WHAT YOU HAVE TO DO:
Pick out each line in the entries below that contains the word "green" and copy those lines.

EXCERPTED DATA:

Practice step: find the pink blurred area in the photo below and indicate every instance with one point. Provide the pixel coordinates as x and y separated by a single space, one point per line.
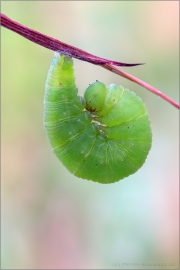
50 218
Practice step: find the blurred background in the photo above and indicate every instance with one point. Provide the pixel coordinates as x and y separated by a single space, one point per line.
50 218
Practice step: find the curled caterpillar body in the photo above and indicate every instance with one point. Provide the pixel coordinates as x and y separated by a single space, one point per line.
104 136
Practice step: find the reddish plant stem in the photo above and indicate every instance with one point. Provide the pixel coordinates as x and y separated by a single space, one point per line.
56 45
141 83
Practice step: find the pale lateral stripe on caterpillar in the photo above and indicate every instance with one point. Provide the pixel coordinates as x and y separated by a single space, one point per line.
104 136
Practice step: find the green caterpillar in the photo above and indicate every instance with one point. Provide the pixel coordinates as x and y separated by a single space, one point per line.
102 137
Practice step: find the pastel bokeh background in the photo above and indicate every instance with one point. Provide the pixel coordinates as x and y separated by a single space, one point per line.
50 218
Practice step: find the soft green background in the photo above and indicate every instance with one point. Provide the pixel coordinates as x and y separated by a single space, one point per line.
51 219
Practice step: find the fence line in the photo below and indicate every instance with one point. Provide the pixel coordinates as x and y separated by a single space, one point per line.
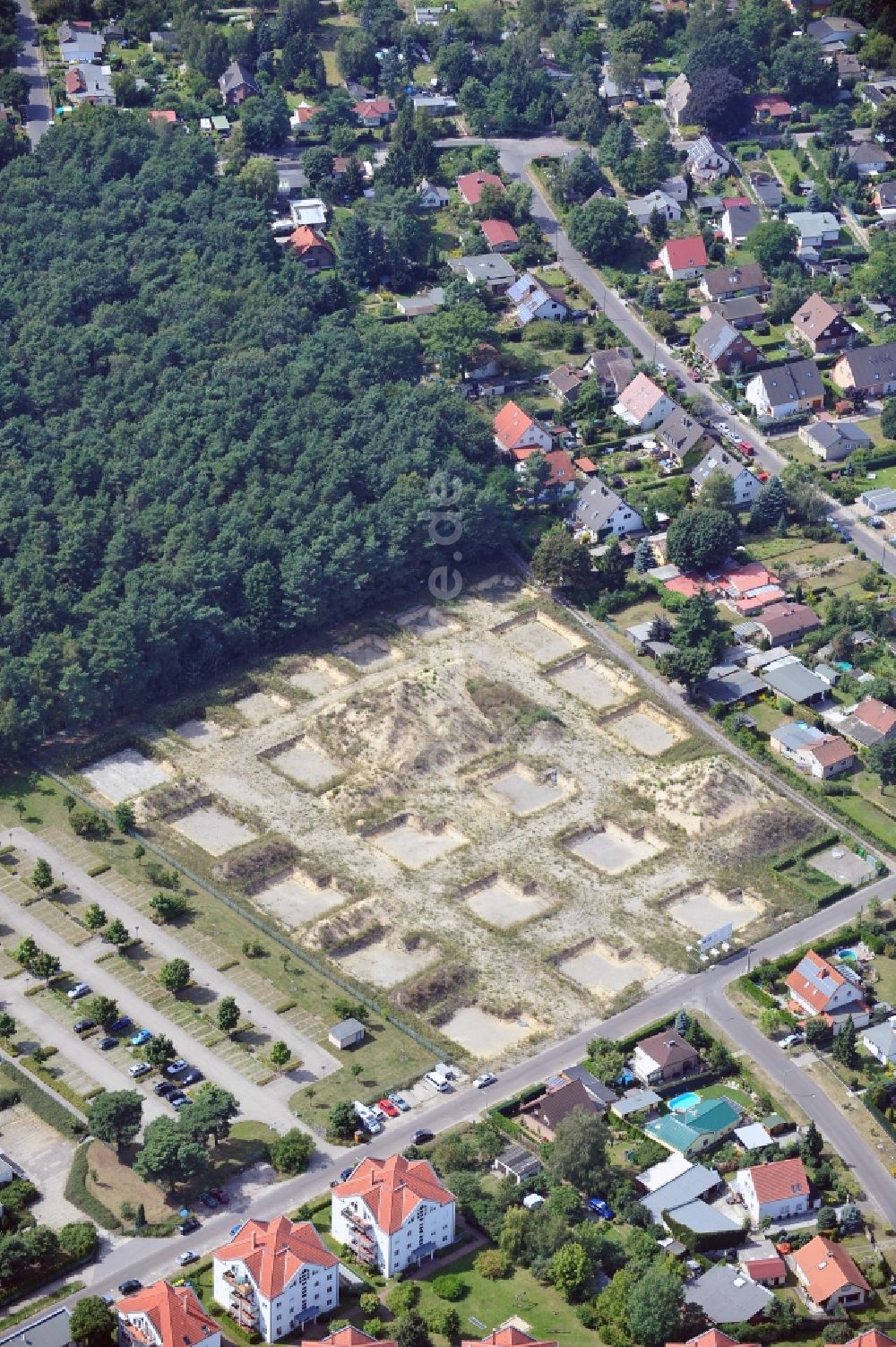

EXERCISE OUTPUT:
Practice step: find the green caterpillar in the photo above and indicate every instance with one point. Provide the pixel coordinates as x and y separated by a single space, one point per line.
Practice step: find the soft green background in the photo above and indicate every instance with one point. Provide the pixel coordinates as x and y separated by a single space, one point per line.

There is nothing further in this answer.